Data:

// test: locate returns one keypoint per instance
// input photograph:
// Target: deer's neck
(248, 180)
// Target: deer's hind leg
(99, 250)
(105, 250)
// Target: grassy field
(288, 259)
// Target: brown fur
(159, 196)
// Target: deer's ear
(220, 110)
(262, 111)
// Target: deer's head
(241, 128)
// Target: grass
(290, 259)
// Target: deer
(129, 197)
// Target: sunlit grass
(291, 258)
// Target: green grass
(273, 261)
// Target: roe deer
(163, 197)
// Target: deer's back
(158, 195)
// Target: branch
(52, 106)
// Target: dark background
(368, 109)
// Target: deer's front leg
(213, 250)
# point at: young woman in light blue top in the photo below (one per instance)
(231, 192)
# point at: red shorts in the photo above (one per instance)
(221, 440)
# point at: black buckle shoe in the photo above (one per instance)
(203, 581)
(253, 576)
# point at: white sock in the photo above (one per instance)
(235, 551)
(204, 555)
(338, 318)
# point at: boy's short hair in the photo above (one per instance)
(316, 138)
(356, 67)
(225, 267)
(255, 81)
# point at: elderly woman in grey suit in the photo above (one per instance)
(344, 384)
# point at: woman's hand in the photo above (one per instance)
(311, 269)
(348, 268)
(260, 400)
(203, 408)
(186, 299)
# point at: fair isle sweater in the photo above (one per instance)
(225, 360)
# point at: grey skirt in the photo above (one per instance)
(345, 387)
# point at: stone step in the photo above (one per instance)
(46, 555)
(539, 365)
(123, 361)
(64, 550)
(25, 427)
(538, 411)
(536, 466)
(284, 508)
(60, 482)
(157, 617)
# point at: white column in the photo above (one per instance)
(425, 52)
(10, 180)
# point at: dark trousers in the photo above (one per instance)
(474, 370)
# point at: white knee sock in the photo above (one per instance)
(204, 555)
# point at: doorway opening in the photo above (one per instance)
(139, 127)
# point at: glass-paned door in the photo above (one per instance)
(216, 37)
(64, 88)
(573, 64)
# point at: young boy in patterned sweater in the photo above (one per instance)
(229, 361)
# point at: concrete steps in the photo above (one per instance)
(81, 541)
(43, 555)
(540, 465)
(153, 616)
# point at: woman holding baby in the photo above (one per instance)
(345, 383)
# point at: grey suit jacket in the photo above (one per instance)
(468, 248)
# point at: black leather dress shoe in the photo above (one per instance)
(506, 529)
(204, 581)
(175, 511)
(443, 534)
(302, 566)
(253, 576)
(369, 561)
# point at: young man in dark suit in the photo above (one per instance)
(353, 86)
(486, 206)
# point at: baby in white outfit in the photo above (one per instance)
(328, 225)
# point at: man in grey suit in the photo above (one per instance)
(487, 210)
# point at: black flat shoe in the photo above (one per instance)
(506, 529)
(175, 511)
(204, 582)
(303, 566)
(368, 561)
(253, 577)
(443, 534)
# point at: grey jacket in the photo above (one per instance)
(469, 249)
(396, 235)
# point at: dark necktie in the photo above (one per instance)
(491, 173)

Goal of the exercise: All lines from the one containing "# point at: grey jacket" to the last line of the material above must be copied exactly, and only those.

Result of this task:
# point at: grey jacket in the photo above (one per instance)
(469, 249)
(396, 235)
# point at: dark necktie in the photo above (one per instance)
(491, 173)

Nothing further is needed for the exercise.